** Begin RECORDS SUPPLIED **

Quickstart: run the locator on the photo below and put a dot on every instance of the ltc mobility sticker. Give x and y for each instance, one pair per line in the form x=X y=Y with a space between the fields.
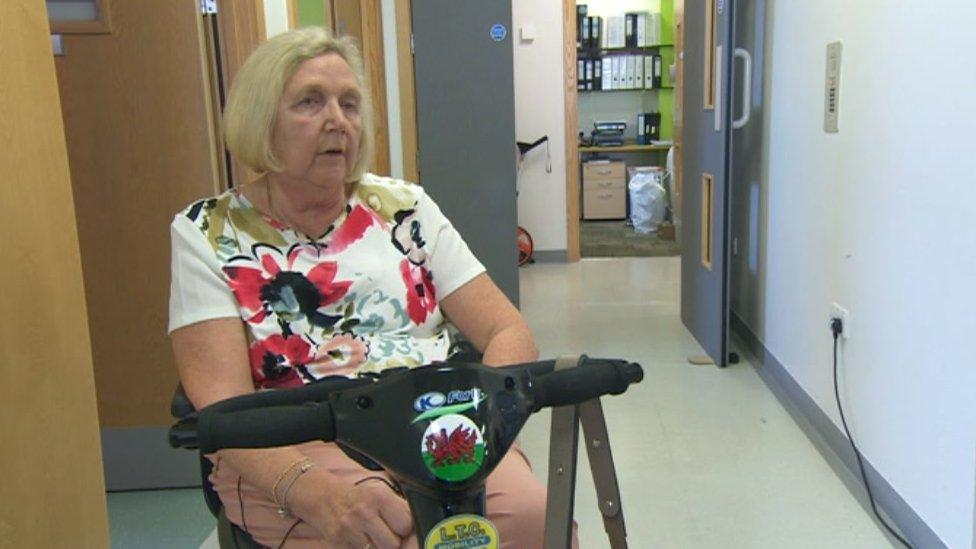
x=463 y=532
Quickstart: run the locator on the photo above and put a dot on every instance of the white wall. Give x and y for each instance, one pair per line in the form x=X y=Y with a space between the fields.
x=880 y=219
x=275 y=17
x=539 y=110
x=393 y=127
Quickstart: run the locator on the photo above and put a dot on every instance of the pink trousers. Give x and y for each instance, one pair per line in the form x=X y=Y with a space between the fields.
x=516 y=501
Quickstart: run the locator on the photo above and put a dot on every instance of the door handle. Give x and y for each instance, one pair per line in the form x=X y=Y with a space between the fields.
x=746 y=88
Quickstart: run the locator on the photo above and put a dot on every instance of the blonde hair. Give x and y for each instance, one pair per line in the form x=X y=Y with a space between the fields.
x=252 y=105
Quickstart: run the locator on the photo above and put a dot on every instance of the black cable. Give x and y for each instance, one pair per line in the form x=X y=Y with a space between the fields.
x=836 y=327
x=288 y=533
x=240 y=500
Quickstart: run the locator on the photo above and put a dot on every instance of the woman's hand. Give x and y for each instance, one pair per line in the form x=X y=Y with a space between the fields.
x=369 y=514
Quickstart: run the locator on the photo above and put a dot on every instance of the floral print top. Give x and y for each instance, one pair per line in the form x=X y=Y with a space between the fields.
x=361 y=298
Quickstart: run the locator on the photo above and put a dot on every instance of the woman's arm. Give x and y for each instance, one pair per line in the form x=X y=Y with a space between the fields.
x=213 y=362
x=490 y=322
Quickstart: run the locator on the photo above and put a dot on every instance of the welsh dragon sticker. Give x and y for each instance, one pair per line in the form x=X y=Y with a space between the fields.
x=453 y=448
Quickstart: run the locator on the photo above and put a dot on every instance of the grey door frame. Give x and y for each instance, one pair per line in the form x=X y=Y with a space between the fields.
x=464 y=81
x=705 y=150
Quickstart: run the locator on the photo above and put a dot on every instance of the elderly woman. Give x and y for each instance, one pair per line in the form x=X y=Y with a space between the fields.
x=316 y=269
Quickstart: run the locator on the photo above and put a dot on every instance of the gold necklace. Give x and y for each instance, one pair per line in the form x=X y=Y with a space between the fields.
x=271 y=210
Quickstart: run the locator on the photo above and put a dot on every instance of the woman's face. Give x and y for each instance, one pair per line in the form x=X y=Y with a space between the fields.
x=319 y=124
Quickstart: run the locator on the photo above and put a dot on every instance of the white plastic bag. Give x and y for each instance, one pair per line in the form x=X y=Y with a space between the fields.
x=647 y=198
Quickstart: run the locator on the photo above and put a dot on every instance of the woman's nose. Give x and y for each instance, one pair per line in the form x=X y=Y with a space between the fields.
x=335 y=119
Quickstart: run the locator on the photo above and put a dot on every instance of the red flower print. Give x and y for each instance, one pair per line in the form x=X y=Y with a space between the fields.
x=274 y=359
x=271 y=285
x=421 y=297
x=341 y=355
x=352 y=229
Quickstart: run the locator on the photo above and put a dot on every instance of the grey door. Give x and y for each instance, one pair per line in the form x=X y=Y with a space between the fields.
x=707 y=59
x=466 y=124
x=746 y=159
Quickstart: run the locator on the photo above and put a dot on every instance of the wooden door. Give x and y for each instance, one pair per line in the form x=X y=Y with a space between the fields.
x=139 y=126
x=53 y=489
x=363 y=21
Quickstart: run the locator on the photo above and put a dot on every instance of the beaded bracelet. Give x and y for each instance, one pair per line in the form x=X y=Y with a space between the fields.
x=281 y=477
x=283 y=507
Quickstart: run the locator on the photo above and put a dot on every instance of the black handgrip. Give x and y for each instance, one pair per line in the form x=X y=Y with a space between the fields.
x=264 y=428
x=591 y=379
x=314 y=392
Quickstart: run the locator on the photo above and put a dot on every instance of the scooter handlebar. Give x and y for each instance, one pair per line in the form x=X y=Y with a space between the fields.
x=265 y=427
x=591 y=379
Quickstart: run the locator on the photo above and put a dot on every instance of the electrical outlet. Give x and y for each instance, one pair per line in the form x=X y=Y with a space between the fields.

** End RECORDS SUPPLIED **

### WHAT YOU ARE ASKED TO DO
Rewrite the records starting at the line that contains "the white wall." and stopping after the line that contains "x=393 y=127", keeping the request line as it is and shifting every coordinate in the answers up by 110.

### WRITTEN RESPONSE
Quickstart: run the locator on the photo above and put a dot on every instance of the white wall. Give x and y for each instance, one pair per line in the form x=X y=Y with a space between the fields.
x=990 y=329
x=385 y=127
x=649 y=220
x=503 y=237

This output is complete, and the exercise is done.